*TEXT PASSAGE*.
Morally I think open access to beaches is the right thing. It is a public asset and the beauty a reminder of how important our stewardship is. On the other side of the coin, having been there over the years and now seeing how the public is trashing what was a super pristine amazing place with litter and feces, i would give him the right to charge a $10000 cleaning fee to anyone caught littering (or worse!)
My impression was that the law requires access. Upgraded infrastructure can be part of a quid-pro-quo for other development in the area, but the coastal comission can’t, as far as I know, insist on improvements out of the blue.
There's no reason to think that issue even exists - Khosla certainly doesn't mention it, nor do the court fillings - so why do you assume there's anything for the journalist to investigate?
Disappointing this comment was flagged. It's all that really needs to be said, and sums him and the article's thesis on him quite nicely. The world would be a terrible place if it were filled only with Vinod Khoslas.
Hopefully the newer generation can jettison the decades of systemic libertarian propaganda and fabricated individualism that justifies self obsession and sociopathy to instead build a society that is more humane and connected like most human societies are supposed to be. And we can see very early signs on it.
No one is threatening your individualism, if you don't like other people and the concept of cooperative society you can always go and live in the forest alone. This is possible for every single human being on the planet but no one takes it.
Because this fake individualism generates its identity not on the rugged individualism of standing alone but taking advantage of all the resources, benefits and skills of millions in societal human cooperation and then stand apart merely to legitimize petty self interest and exploiting others without remorse. In essence all the benefits of cooperation but none of the responsibilities.

*EXERCISE BRIEF*. Judge whether each statement agrees with the comments on beach access, answering yes or no and quoting the words that decide it: (a) one comment says the law requires access; (b) one comment says the world would be better if it were filled only with Vinod Khoslas; (c) one comment would permit a $1,000 fee for anyone caught littering. The entries that come next are drawn from a separate source.

(Referring expression grounding data)

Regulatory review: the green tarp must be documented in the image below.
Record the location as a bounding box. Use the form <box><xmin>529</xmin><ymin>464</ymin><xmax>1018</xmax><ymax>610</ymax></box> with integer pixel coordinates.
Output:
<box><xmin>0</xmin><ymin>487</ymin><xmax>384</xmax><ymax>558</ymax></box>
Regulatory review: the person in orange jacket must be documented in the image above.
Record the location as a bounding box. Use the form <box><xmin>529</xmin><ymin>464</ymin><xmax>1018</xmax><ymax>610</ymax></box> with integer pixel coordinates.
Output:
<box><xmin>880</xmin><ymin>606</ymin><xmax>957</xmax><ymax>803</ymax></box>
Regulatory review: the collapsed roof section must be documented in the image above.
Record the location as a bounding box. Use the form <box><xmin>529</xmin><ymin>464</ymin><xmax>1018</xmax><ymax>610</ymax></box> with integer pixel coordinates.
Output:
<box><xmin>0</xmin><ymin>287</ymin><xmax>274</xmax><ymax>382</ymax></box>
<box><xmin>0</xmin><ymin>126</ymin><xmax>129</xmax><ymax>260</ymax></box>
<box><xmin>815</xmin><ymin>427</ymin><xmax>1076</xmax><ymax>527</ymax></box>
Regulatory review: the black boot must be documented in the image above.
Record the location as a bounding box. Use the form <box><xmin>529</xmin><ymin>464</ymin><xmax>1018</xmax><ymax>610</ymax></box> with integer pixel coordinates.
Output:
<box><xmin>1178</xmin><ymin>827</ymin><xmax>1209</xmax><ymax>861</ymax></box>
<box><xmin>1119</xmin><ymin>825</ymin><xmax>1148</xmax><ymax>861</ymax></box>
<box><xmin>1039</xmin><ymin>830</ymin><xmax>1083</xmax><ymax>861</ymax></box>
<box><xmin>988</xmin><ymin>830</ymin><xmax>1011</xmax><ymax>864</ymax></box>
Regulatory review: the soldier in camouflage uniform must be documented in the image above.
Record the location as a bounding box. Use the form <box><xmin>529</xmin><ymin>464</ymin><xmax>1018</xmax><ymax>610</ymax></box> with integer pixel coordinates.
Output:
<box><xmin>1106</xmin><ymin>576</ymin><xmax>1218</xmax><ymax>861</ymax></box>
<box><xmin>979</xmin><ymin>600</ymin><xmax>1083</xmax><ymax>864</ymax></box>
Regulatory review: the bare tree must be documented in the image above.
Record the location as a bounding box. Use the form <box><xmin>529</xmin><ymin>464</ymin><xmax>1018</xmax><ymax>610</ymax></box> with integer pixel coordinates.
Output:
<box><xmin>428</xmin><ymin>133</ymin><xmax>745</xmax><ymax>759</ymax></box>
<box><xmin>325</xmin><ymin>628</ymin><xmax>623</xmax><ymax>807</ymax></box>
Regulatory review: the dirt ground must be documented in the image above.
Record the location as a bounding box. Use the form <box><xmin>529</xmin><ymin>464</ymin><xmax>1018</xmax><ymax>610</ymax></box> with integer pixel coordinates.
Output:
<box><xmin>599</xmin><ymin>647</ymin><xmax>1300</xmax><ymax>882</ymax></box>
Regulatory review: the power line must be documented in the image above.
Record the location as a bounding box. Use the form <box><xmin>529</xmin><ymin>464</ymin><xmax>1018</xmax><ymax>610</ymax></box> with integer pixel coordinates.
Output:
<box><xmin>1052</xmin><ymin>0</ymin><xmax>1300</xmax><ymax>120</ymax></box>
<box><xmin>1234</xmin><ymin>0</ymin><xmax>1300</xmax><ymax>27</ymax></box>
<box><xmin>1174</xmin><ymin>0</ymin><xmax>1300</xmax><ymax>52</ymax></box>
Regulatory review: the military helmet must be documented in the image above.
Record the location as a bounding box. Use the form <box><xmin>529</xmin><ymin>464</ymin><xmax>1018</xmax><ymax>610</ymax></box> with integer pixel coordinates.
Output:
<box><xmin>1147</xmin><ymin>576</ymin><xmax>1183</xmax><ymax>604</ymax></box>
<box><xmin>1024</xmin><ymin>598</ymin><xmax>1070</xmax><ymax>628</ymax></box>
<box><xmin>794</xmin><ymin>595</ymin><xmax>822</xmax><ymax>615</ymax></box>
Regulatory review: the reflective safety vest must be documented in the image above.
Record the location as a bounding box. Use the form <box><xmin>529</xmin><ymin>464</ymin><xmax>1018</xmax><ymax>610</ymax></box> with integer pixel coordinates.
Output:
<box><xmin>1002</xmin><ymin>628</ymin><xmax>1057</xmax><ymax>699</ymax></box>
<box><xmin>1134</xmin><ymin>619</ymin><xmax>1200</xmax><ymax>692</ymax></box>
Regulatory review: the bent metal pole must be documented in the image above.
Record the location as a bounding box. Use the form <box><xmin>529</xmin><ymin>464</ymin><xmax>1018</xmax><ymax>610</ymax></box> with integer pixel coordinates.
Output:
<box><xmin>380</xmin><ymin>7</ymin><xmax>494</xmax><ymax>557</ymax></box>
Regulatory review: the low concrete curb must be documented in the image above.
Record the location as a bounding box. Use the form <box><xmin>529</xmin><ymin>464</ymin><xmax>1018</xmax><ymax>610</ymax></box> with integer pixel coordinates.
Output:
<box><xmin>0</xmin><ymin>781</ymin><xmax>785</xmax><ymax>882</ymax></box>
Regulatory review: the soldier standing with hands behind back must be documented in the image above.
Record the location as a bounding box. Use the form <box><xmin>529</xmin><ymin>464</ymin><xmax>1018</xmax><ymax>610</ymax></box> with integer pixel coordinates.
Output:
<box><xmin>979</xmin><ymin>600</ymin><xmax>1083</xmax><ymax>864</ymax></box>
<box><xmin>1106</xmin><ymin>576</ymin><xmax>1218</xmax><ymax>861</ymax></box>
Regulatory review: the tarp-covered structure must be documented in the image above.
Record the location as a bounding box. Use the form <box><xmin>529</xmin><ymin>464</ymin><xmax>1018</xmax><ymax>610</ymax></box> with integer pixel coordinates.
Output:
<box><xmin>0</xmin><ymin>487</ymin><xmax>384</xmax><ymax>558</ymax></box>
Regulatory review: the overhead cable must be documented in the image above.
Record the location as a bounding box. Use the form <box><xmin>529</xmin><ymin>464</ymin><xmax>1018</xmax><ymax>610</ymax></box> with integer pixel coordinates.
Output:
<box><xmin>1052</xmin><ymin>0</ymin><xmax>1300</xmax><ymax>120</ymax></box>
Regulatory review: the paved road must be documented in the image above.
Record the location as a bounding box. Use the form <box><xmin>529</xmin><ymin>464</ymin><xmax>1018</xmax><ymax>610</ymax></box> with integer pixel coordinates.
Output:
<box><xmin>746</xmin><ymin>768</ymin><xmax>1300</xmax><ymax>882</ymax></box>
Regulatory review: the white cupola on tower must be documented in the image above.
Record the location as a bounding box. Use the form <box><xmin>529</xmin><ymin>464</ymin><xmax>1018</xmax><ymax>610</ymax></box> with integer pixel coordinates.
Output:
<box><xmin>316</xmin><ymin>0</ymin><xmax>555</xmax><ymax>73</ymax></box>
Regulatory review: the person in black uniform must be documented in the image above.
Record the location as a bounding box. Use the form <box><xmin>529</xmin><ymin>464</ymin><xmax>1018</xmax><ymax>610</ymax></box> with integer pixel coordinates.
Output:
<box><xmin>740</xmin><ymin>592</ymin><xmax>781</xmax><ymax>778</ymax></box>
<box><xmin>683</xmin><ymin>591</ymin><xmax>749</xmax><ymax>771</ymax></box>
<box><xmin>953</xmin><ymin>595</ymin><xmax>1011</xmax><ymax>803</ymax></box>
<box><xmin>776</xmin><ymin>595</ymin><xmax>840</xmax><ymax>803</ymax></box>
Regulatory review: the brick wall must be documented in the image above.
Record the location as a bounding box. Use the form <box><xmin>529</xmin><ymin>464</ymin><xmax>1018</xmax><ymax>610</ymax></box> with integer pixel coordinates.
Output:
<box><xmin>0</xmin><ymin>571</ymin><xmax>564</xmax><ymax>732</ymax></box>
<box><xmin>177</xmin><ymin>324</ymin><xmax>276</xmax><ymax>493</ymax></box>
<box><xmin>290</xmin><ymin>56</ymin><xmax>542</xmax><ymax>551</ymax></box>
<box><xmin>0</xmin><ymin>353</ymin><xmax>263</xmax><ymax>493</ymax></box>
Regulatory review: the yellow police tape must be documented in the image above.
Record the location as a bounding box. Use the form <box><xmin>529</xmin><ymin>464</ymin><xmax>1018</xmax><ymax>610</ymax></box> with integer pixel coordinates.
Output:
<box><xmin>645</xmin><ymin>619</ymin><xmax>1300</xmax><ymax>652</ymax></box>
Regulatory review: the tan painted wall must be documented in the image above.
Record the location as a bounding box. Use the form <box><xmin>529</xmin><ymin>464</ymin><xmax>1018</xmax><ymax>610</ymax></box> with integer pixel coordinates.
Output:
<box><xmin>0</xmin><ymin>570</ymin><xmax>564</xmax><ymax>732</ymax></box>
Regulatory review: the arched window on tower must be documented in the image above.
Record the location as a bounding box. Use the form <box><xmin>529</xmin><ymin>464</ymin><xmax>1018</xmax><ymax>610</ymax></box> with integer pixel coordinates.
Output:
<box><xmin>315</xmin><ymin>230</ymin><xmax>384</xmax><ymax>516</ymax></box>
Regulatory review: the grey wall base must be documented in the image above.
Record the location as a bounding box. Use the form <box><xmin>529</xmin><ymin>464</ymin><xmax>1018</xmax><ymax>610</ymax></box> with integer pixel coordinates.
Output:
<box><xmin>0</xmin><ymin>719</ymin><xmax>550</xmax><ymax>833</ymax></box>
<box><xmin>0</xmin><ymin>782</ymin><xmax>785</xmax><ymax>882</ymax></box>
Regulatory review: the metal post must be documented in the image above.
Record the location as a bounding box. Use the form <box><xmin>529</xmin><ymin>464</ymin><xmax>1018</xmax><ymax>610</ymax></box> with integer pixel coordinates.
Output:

*WRITTEN RESPONSE*.
(a) Yes: "My impression was that the law requires access."
(b) No: "The world would be a terrible place if it were filled only with Vinod Khoslas."
(c) No: "a $10000 cleaning fee to anyone caught littering"